__What needs to be done__.
Reproduce verbatim the portion of the passage on the Communications Data Bill beginning with "The Bill, however, is" and continuing through "requests a year.".

__Passage given__.
>> begin

United Kingdom of surveillance
Despite strongly opposing a similar measure when the
then Labour government introduced it in 2009, the Conservatives and
Liberals who rule Britain today have now proposed their snooper’s
charter. The Communications Data Bill has provoked fierce criticism
across the political spectrum. Under it, the intelligence services and
police will have access, without warrants, to all text messages, phone
calls, emails, and internet connections. Internet users, visitors to
social networking sites, and telephone users will all be subject to
interception or supervision, or both, any or all of the time. Officials
will be able to seek court injunctions against British internet and
telephone companies which fail to comply, and the government has gone
even further than Labour by planning to pay overseas-based firms like
Facebook and Twitter to hand over information on web and mobile phone
use.
The Bill, however, is riddled with problems.
Even an official impact assessment states that significant risks to
privacy are involved. Secondly, it has not been clarified what
additional threat needs to be addressed, not least because the
Regulation of Investigatory Powers Act 2000 already gives the police and
other bodies vast powers; they have made over 550,000 interception
requests a year.

>> end

__Extracted records__.
>> begin

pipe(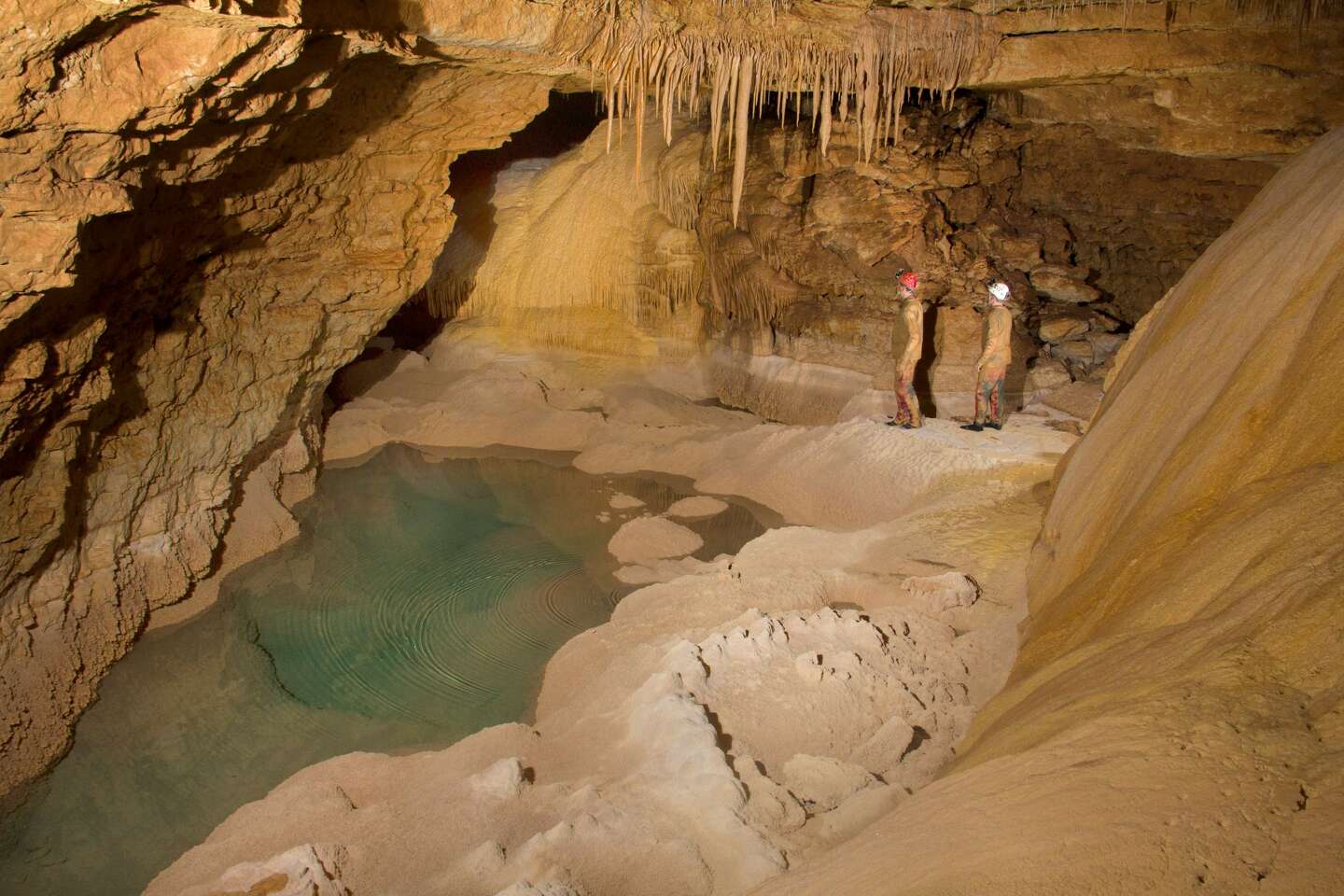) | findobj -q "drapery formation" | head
[567,0,997,231]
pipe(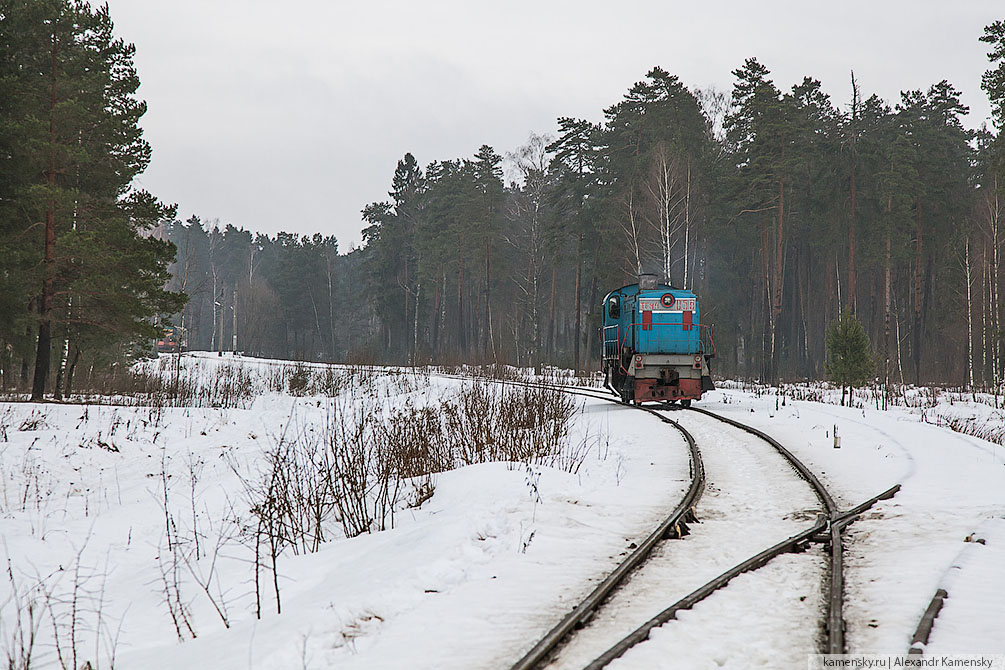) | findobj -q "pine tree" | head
[827,311,875,406]
[0,0,180,400]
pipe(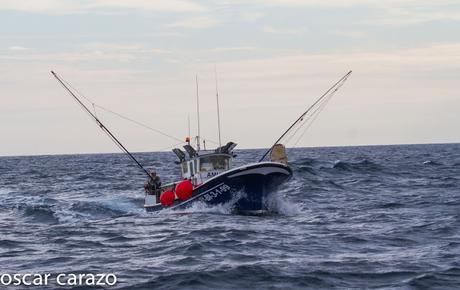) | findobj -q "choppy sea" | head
[0,144,460,289]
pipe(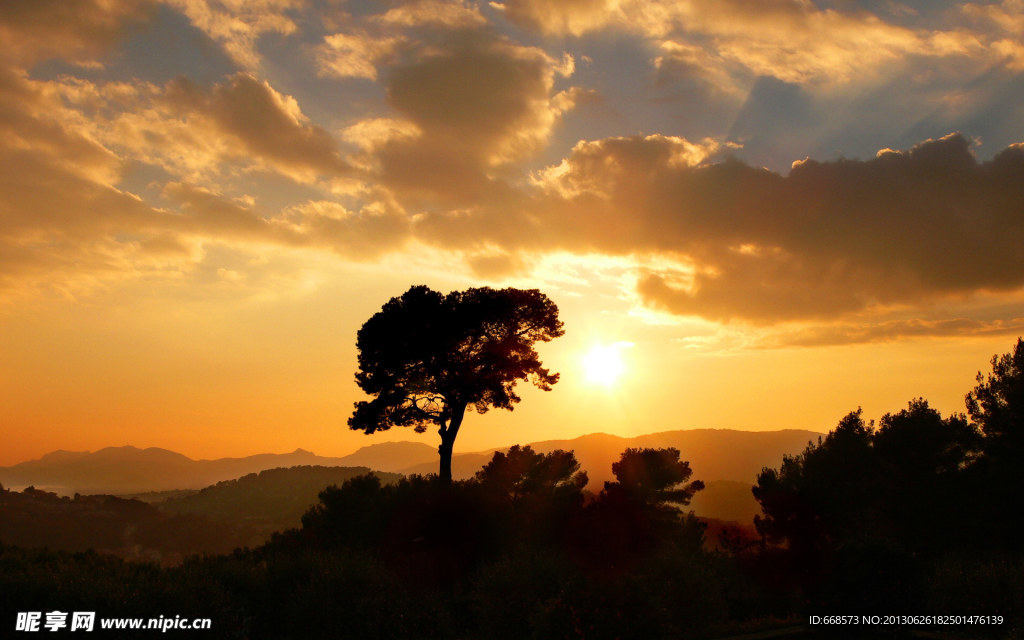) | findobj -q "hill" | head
[0,488,250,562]
[399,429,823,483]
[157,466,401,545]
[0,429,821,522]
[0,442,437,496]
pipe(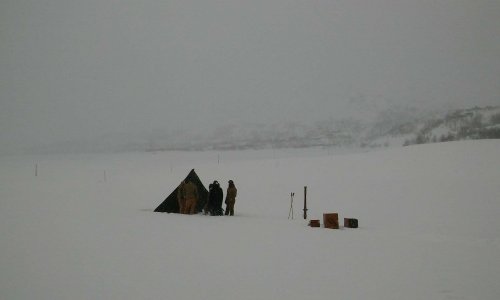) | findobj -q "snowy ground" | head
[0,140,500,300]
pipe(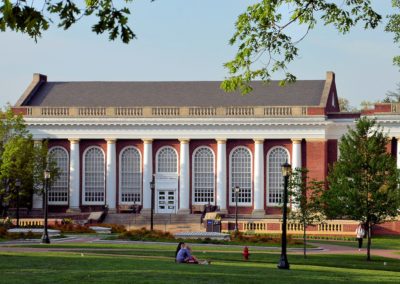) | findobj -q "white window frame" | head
[191,146,216,205]
[228,146,254,207]
[118,146,143,205]
[47,146,69,205]
[82,146,107,205]
[156,146,179,175]
[266,146,291,207]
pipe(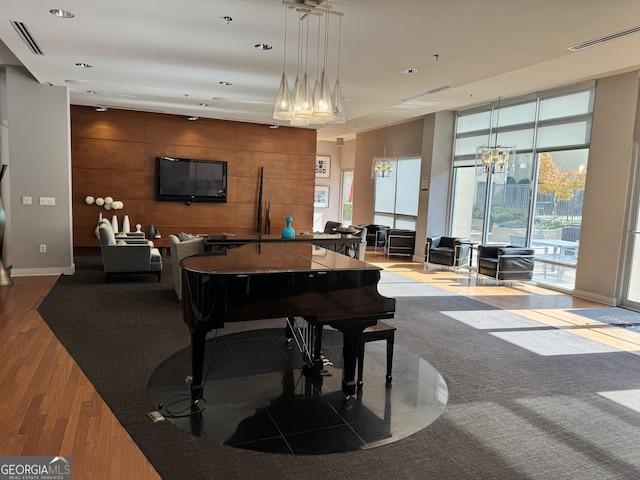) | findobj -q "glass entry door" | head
[621,143,640,310]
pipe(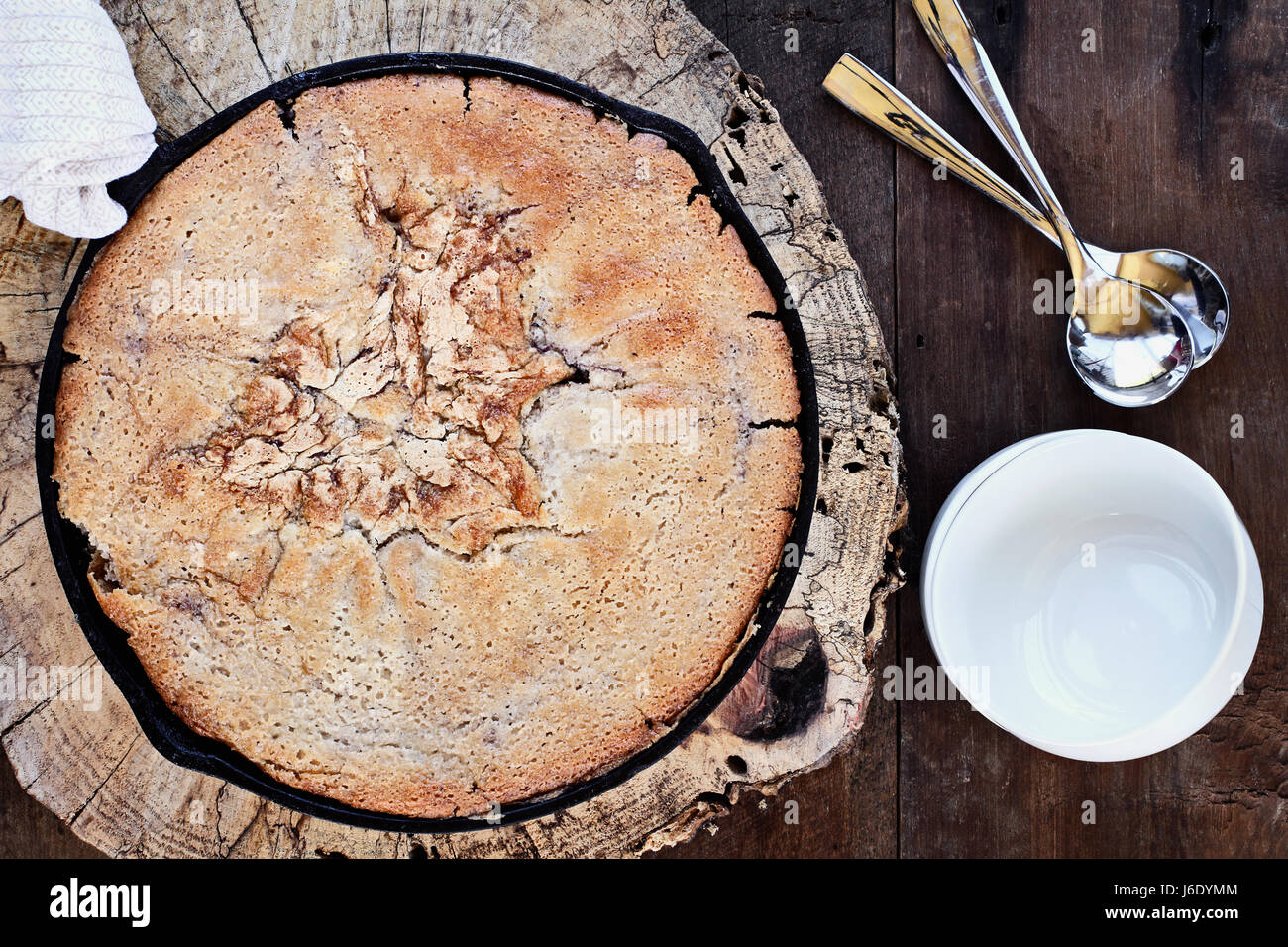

>> end

__Solution to this exercise__.
The Bill, however, is riddled with problems.
Even an official impact assessment states that significant risks to
privacy are involved. Secondly, it has not been clarified what
additional threat needs to be addressed, not least because the
Regulation of Investigatory Powers Act 2000 already gives the police and
other bodies vast powers; they have made over 550,000 interception
requests a year.